#### SHORT TASK:
Reproduce each of the entries below word for word, one line at a time, with no changes.

#### ENTRIES:
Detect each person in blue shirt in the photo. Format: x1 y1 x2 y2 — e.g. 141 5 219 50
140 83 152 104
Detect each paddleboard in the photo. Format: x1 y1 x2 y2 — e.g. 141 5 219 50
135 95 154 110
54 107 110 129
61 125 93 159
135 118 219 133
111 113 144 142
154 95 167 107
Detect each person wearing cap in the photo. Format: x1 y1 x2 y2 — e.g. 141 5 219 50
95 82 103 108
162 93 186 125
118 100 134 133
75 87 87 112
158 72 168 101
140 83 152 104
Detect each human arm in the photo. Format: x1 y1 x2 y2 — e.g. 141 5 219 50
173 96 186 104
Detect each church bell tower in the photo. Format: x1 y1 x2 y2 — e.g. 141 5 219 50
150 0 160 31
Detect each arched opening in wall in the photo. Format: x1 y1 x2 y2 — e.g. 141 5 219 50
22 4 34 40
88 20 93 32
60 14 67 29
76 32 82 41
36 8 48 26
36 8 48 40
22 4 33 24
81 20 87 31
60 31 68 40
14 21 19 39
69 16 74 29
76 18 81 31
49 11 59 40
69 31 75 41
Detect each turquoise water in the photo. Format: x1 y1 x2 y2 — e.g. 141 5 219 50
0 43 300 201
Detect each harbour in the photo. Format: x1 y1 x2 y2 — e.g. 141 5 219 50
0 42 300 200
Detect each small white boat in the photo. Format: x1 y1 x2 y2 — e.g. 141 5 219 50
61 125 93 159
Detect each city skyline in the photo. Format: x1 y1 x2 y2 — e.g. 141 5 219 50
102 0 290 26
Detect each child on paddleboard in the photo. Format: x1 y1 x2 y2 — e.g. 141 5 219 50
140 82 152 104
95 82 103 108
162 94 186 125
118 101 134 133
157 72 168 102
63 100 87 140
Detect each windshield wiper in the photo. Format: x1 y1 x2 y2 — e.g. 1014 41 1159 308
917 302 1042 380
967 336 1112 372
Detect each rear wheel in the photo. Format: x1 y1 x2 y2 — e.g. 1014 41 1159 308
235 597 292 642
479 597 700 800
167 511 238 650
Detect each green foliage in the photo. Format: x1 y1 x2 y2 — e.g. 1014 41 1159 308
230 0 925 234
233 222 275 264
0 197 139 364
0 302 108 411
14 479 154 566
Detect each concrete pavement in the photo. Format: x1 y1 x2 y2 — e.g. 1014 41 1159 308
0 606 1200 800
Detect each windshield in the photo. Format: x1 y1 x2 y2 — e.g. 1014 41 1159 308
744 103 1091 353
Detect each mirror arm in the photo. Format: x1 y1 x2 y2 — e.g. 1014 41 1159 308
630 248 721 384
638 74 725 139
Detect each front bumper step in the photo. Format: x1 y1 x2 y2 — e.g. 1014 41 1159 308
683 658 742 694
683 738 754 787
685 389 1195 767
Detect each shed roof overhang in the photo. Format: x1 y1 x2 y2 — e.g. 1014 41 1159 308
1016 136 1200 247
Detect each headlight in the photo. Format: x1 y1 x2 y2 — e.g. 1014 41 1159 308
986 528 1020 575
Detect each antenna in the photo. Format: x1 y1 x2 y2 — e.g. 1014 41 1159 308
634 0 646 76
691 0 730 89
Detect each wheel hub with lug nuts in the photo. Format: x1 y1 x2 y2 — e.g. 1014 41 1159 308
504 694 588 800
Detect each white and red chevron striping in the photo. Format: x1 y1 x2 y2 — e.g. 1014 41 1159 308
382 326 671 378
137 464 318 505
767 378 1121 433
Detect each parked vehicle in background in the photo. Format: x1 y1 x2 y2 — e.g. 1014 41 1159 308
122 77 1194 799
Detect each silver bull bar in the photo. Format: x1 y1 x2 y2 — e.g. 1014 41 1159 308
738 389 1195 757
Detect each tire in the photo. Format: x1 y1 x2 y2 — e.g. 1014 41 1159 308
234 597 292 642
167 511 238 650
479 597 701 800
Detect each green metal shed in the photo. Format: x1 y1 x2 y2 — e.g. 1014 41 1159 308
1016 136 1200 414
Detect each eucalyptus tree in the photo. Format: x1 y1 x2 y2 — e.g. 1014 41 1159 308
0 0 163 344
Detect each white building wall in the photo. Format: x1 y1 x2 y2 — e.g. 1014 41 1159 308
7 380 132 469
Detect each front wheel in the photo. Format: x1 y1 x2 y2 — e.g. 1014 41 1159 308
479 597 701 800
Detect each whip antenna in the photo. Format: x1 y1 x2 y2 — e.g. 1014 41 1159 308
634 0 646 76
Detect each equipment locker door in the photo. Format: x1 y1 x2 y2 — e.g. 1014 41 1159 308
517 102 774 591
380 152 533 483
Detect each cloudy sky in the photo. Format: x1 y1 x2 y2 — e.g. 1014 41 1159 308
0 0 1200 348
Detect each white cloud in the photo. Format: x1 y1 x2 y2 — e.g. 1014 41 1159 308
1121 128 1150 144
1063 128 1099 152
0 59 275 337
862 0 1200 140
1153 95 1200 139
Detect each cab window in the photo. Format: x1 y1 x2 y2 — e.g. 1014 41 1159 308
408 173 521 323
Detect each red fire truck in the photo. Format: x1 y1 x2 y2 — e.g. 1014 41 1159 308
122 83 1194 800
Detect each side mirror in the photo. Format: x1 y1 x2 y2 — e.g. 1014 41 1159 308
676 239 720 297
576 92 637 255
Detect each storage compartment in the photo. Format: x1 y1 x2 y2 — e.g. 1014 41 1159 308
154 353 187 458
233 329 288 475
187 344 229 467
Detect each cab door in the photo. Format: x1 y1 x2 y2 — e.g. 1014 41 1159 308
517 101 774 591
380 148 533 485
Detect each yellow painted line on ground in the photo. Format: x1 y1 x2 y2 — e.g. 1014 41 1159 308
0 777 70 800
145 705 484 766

#### SOLUTION FOR THIS EXERCISE:
Detect each person in blue shirt in the photo. Format: x1 y1 x2 y2 — e.g. 141 5 219 50
140 83 152 104
Detect each paddleboard in the photo. Format: x1 y1 x2 y2 — e.g. 141 5 219 50
135 95 154 110
54 107 110 129
61 125 93 159
135 118 219 133
111 113 144 142
154 95 167 107
Detect each person wearing cap in the photo. Format: x1 y1 x2 y2 — e.g. 141 5 219 50
95 82 103 108
162 93 186 125
118 100 134 133
75 87 87 112
158 72 168 101
140 83 152 104
Detect each human arm in the photo. Format: x1 y1 x2 y2 — e.g. 141 5 219 50
173 96 186 104
Detect each church bell tower in the photo. Format: x1 y1 x2 y2 — e.g. 141 5 219 50
150 0 160 31
Detect each arched opening in wall in the photo. Format: x1 y1 x2 y2 — e.g. 141 5 219 50
22 4 34 40
88 20 93 32
60 14 67 29
76 32 82 41
36 8 48 26
36 8 48 40
22 4 33 24
81 20 87 31
60 31 68 40
14 21 19 39
69 16 74 29
76 18 81 31
49 11 59 40
69 31 75 41
Detect each turquoise water in the photo. Format: x1 y1 x2 y2 — e.g. 141 5 219 50
0 43 300 201
Detect each harbour in the photo. Format: x1 y1 x2 y2 — e.g. 141 5 219 50
0 42 300 200
Detect each small white boat in the photo. Format: x1 y1 x2 y2 — e.g. 141 5 219 50
61 125 93 159
Detect each city skyline in the photo. Format: x1 y1 x2 y2 — e.g. 141 5 219 50
102 0 290 26
Detect each child on paddleboard in the photo. Format: x1 y1 x2 y2 — e.g. 141 5 219 50
140 82 152 104
95 82 103 108
162 94 186 125
118 101 134 133
157 72 168 102
63 100 87 140
Detect each windshield wiper in the photo. Format: x1 y1 x2 y2 — e.g. 1014 41 1159 308
917 302 1042 380
967 336 1112 372
Detect each rear wheel in the photo. Format: x1 y1 x2 y2 — e.g. 1014 41 1159 308
235 597 292 642
479 597 700 800
167 511 238 650
Detect each green foliage in the photo. Format: x1 y1 x2 y2 — e.g. 1014 41 1159 308
230 0 925 234
233 222 275 264
0 197 139 364
0 302 108 411
14 479 154 566
Detect each concrete pavement in the photo. Format: x1 y1 x2 y2 — e.g. 1014 41 1159 308
0 606 1200 800
Detect each windshield in the photo. Format: x1 y1 x2 y2 — e.g. 1014 41 1159 308
744 103 1091 353
Detect each mirror arm in the photo. Format: x1 y1 x2 y2 — e.g. 1014 41 1159 308
630 248 721 384
638 74 725 139
Detect each front bumper step in the photo. Format: x1 y1 x2 y2 — e.g. 1014 41 1159 308
683 658 742 694
683 738 754 787
685 389 1195 767
Detect each shed roof overhang in the photo. Format: x1 y1 x2 y2 — e.g. 1014 41 1159 308
1016 136 1200 247
Detect each headlight in the photo. Format: x1 y1 x2 y2 — e.g. 1014 41 1159 308
986 528 1020 575
Detect each antenna in the photo. Format: x1 y1 x2 y2 — e.g. 1014 41 1159 308
634 0 646 76
691 0 730 89
Detect each wheel hub with lug nuts in the photo. Format: x1 y1 x2 y2 — e.g. 1014 41 1159 308
504 694 588 800
Detect each white and red chevron striping in the photo. Format: x1 y1 x2 y2 — e.g. 1014 41 1159 308
382 326 671 378
137 464 318 505
767 378 1121 433
Detect each parked vehicle in background in the photo. Format: x1 y1 x2 y2 — e.g. 1014 41 1159 308
122 77 1194 799
Detect each silver bull bar in the photo. Format: x1 y1 x2 y2 — e.g. 1014 41 1159 308
738 389 1195 757
Detect each tire in the photo. Format: x1 y1 x2 y2 — e.g. 1014 41 1159 308
234 597 292 642
167 511 238 650
479 597 701 800
Detect each green metal shed in the photo. Format: x1 y1 x2 y2 — e.g. 1014 41 1159 308
1016 136 1200 414
Detect each eucalyptus tree in the photo. Format: x1 y1 x2 y2 — e.g. 1014 41 1159 308
0 0 163 344
Detect each white building wall in the photo. Format: x1 y1 x2 y2 — e.g. 1014 41 1159 308
7 380 132 469
Detect each front wheel in the photo. Format: x1 y1 x2 y2 — e.g. 1014 41 1159 308
479 597 701 800
Detect each whip antenna in the photo. Format: x1 y1 x2 y2 — e.g. 1014 41 1159 308
634 0 646 76
Detect each equipment locker door in the photo. Format: x1 y1 x2 y2 — e.g. 1014 41 1159 308
517 102 774 591
380 152 533 483
Detect each cloudy sky in the photo. Format: x1 y1 x2 y2 — e.g. 1014 41 1159 308
0 0 1200 348
Detect each white cloud in the photo. Format: x1 y1 x2 y2 — e.g. 1014 41 1159 308
1121 128 1150 144
1063 128 1099 152
0 59 275 337
862 0 1200 140
1153 95 1200 139
Detect each cab window in the photo. Format: x1 y1 x2 y2 — e.g. 1014 41 1159 308
408 173 521 323
Detect each red fire truck in the photo. Format: x1 y1 x2 y2 — e.g. 1014 41 1159 308
122 83 1194 800
Detect each side mirror in the photo. Format: x1 y1 x2 y2 — e.g. 1014 41 1159 308
676 239 720 297
576 92 637 255
Detect each storage compartment in the photo. Format: x1 y1 x2 y2 — e.g. 1014 41 1159 308
154 353 187 458
233 329 288 475
187 344 229 467
Detect each cab door in the photo. Format: x1 y1 x2 y2 — e.g. 1014 41 1159 308
517 101 774 591
380 148 533 485
Detect each yellow painted line on ground in the photo. Format: x1 y1 x2 y2 — e.g. 1014 41 1159 308
0 777 70 800
145 705 484 766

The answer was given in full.